▶ _EXERCISE_
Return the records below from the line containing "of the bell" onward, exactly, through and including the last line.

(Stored items)
──────

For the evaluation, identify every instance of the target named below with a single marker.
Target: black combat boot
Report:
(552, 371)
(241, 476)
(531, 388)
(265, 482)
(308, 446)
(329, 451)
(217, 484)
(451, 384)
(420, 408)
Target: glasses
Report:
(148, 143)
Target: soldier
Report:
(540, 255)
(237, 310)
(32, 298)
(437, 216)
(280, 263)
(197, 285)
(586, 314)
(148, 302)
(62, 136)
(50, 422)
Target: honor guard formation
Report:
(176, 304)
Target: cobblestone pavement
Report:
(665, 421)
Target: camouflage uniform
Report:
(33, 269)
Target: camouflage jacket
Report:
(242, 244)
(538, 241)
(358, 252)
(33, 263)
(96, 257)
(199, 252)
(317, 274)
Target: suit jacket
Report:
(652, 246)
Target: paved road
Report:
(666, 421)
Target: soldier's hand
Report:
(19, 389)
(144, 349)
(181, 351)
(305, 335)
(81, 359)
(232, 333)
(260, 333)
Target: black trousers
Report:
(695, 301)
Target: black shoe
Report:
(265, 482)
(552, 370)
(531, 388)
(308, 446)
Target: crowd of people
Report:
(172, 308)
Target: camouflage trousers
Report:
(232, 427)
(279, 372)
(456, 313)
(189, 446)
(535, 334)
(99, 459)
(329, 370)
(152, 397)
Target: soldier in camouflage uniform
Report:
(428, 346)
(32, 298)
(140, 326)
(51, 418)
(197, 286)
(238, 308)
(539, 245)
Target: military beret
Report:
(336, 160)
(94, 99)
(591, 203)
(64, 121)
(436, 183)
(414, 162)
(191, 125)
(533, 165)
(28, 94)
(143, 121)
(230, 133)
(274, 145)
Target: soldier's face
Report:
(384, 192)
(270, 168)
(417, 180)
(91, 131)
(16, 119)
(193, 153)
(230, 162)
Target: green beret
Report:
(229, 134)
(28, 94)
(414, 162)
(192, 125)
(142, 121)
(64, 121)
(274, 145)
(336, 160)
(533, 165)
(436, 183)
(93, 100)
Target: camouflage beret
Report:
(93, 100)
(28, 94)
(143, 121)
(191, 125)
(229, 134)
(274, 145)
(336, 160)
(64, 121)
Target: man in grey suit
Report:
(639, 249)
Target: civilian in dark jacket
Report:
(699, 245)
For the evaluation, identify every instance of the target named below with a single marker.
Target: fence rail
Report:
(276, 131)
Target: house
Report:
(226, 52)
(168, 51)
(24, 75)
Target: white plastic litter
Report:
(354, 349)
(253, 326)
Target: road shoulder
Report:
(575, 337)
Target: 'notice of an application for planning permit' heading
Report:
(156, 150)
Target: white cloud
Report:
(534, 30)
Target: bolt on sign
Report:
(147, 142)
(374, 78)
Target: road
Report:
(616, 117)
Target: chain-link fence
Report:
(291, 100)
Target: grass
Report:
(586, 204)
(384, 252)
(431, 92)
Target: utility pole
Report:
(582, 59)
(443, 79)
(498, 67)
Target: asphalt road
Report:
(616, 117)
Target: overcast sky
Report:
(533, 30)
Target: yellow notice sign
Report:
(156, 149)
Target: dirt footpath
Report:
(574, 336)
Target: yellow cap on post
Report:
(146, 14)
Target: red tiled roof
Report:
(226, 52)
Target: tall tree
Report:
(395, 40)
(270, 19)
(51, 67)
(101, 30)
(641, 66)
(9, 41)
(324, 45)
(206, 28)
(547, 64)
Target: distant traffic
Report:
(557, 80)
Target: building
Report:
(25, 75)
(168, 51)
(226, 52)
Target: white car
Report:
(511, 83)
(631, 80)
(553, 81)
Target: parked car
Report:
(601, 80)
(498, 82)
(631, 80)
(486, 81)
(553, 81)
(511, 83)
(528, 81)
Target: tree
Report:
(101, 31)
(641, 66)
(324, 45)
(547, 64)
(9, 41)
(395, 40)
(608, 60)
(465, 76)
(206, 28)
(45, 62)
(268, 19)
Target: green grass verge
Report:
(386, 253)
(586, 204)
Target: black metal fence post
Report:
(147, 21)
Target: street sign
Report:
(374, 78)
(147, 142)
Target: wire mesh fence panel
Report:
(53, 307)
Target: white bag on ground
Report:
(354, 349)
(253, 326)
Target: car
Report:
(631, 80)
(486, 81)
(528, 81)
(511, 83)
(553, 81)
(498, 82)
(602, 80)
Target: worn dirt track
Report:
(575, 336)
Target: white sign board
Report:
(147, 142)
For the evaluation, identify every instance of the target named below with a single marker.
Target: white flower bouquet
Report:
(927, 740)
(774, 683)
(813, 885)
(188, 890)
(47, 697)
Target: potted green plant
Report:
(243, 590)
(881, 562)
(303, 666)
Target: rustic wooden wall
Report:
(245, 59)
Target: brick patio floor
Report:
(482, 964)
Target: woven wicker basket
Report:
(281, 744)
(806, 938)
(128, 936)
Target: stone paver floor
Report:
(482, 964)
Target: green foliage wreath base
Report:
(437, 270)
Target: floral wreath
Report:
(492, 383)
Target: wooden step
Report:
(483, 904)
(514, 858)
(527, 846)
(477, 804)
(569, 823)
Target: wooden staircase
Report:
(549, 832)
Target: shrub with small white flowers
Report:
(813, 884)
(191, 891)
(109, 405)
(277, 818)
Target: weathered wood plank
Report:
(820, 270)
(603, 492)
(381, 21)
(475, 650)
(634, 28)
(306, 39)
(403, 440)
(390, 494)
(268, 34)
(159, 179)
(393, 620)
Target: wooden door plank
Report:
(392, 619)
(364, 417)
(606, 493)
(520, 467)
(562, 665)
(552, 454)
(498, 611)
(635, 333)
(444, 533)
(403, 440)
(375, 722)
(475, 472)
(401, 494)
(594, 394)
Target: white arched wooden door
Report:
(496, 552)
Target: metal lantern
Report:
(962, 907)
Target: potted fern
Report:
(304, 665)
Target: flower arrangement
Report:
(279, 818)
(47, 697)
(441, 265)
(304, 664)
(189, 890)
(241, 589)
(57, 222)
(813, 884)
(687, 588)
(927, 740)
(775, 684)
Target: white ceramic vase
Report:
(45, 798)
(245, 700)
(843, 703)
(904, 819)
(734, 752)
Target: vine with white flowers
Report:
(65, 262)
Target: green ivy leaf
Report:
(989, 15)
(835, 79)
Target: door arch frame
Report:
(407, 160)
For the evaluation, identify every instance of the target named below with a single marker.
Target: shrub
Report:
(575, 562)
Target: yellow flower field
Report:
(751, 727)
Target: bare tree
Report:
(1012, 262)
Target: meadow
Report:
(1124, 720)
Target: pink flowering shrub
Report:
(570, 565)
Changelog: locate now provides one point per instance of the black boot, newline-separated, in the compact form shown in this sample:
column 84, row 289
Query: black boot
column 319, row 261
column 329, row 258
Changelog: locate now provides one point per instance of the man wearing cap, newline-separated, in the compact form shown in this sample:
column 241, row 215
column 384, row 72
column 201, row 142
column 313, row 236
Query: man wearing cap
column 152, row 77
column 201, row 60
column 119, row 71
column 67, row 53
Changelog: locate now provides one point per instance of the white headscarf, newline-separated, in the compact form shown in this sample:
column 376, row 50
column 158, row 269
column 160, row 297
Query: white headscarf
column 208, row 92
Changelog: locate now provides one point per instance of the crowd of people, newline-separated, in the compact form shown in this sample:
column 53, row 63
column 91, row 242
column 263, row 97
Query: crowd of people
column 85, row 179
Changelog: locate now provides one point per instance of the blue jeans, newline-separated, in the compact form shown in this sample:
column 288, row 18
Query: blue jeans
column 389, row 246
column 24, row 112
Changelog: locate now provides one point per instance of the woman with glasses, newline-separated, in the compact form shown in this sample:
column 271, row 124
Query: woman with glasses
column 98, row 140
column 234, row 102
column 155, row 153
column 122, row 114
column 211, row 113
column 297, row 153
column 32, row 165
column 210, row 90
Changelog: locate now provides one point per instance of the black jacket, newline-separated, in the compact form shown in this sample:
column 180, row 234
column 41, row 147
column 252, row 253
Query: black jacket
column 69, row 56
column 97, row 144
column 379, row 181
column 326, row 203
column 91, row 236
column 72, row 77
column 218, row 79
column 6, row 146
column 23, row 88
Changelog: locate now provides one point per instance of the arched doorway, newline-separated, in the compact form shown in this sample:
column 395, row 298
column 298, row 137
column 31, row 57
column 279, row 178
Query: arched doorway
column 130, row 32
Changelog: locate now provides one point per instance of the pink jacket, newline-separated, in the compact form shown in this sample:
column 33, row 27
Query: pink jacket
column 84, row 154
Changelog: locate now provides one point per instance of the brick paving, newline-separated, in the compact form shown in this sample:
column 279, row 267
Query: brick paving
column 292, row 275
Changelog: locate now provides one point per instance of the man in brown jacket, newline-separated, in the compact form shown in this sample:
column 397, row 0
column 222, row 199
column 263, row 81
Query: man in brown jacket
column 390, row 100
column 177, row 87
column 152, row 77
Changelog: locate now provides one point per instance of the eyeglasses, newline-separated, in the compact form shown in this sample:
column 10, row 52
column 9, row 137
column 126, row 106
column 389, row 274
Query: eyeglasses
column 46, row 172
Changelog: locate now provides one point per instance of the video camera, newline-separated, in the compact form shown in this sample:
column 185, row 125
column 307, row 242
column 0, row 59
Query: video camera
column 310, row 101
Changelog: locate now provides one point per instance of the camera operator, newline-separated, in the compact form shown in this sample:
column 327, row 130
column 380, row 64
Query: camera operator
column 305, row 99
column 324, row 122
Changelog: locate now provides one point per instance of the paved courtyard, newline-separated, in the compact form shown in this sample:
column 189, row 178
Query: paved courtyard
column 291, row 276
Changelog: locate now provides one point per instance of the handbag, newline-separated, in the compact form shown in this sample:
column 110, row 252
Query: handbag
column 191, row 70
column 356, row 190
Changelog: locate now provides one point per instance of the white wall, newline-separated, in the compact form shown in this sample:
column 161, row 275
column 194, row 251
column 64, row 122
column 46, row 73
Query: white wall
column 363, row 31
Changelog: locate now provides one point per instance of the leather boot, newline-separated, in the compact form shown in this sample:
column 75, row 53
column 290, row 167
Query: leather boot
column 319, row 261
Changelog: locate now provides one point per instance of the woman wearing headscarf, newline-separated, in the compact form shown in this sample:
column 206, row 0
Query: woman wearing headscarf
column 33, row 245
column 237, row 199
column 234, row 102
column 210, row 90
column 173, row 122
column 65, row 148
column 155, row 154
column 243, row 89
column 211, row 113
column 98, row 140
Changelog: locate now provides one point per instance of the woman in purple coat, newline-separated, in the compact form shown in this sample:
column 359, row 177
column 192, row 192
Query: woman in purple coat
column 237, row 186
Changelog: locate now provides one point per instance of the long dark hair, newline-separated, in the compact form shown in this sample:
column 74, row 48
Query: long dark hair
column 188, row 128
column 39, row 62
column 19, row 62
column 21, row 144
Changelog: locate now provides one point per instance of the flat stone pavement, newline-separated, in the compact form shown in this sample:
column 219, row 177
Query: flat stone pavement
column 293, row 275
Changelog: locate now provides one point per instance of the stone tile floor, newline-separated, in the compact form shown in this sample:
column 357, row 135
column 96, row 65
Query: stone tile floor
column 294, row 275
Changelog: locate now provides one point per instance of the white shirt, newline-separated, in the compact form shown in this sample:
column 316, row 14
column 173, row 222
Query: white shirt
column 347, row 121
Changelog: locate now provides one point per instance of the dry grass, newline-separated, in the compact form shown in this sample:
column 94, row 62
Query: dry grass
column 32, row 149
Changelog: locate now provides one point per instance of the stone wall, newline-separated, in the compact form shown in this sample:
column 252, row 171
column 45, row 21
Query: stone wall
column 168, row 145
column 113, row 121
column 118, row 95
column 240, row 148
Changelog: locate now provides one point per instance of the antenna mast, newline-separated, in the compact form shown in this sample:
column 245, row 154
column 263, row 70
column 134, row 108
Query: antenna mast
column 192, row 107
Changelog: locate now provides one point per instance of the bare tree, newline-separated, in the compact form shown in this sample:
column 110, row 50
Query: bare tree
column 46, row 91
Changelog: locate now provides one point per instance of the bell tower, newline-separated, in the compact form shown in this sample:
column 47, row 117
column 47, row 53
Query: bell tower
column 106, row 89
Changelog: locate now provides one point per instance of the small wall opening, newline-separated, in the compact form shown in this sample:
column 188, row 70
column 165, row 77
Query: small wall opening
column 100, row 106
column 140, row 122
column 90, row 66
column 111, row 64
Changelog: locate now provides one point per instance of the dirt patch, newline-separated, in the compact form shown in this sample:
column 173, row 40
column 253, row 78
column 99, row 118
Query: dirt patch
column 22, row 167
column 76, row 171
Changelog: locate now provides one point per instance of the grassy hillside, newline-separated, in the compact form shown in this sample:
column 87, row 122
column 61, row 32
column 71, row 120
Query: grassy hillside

──────

▶ _EXERCISE RESULT_
Changelog: locate now provides one point per instance of the bell tower, newline-separated, in the compact form shown in this sample:
column 47, row 117
column 47, row 53
Query: bell tower
column 106, row 89
Changelog: locate now provides one point per instance of the small wall opening, newline-separated, in the compact form shown in this sample:
column 188, row 70
column 165, row 77
Query: small wall opening
column 100, row 106
column 140, row 122
column 90, row 66
column 111, row 64
Changelog: locate now provides one point per instance of the dirt patch, newline-separated, in the compact form shown in this sample:
column 173, row 40
column 253, row 78
column 99, row 118
Query: dirt patch
column 22, row 167
column 76, row 171
Changelog: locate now provides one point per instance of the grassy hillside, newline-separated, in the compact form shown in this sample:
column 87, row 122
column 61, row 32
column 71, row 120
Query: grassy hillside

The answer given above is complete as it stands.